▶ Stated goal: In the entries from the line with "Outline every instance of the chocolate" through the end, switch "chocolate pearl" to "chocolate sprinkle" and write those lines out again with everything else left as it is.

▶ Raw records:
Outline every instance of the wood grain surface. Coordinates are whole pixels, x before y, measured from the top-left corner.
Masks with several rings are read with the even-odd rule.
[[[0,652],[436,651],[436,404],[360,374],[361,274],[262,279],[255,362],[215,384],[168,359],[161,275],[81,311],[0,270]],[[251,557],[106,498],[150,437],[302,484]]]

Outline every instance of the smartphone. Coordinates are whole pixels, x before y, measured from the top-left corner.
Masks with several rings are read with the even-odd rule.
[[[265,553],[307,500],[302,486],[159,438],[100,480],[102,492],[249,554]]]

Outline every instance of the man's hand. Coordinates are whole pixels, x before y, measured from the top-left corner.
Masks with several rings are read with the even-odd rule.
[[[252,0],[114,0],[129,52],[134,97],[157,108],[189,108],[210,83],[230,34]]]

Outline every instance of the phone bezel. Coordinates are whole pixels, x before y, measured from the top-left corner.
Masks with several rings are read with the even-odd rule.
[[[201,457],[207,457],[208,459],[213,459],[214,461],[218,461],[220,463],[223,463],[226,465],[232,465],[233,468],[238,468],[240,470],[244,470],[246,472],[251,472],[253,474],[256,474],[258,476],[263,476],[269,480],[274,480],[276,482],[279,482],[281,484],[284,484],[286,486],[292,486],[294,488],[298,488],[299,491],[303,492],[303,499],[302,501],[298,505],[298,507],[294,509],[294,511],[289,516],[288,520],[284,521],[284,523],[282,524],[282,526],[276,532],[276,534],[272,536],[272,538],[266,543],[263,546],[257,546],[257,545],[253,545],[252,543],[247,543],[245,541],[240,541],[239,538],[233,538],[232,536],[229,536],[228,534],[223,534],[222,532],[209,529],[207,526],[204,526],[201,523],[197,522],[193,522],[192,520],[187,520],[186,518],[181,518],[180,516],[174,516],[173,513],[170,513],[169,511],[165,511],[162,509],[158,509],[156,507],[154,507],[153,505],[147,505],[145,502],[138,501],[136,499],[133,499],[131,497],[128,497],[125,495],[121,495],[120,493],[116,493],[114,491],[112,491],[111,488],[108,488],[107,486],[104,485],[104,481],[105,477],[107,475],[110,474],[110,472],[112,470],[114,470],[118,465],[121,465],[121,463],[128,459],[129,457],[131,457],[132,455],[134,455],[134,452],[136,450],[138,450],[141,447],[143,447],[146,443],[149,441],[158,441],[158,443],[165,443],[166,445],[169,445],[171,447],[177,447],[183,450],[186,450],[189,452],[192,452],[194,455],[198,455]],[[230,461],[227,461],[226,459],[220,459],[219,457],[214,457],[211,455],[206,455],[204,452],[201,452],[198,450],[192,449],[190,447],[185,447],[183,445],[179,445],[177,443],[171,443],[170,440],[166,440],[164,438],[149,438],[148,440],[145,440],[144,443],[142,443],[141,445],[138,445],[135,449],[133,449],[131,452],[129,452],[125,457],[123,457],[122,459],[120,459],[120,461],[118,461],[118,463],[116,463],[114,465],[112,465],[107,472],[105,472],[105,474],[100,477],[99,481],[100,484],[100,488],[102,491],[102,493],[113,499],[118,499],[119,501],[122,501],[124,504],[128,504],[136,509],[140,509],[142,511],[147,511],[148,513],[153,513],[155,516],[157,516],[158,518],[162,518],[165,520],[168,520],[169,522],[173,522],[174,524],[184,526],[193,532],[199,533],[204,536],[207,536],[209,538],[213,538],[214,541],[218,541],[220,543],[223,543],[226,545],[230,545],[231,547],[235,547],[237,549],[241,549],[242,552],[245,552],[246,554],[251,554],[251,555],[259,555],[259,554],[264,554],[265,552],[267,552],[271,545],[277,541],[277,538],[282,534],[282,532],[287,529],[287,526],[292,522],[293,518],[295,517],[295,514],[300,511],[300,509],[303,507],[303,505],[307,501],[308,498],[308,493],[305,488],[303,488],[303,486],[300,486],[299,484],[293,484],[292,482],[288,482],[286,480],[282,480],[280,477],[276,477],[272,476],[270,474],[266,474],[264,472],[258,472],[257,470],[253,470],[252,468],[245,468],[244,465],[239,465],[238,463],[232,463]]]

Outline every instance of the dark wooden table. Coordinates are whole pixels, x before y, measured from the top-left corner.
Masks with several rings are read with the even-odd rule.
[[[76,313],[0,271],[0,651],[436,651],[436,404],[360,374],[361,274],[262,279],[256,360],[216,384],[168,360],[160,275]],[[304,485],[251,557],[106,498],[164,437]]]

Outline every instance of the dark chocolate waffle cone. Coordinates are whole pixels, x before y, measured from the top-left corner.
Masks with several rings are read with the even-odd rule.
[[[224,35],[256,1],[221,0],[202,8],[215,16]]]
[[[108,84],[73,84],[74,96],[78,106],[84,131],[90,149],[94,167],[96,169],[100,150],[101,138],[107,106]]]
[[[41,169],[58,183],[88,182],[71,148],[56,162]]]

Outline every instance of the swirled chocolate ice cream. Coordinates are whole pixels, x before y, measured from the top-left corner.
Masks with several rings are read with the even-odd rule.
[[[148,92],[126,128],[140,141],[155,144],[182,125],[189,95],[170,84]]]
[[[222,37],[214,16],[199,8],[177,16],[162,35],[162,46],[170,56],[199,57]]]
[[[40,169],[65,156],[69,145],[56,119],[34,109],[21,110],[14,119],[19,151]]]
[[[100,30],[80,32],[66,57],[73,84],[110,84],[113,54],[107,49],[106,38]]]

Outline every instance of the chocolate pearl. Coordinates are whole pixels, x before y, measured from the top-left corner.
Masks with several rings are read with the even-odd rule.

▶ Output for this task:
Outline every instance of the chocolate sprinkle. Coordinates are whole pixels, x before y, measured from the top-left corner.
Masks with several rings are read with the even-odd rule.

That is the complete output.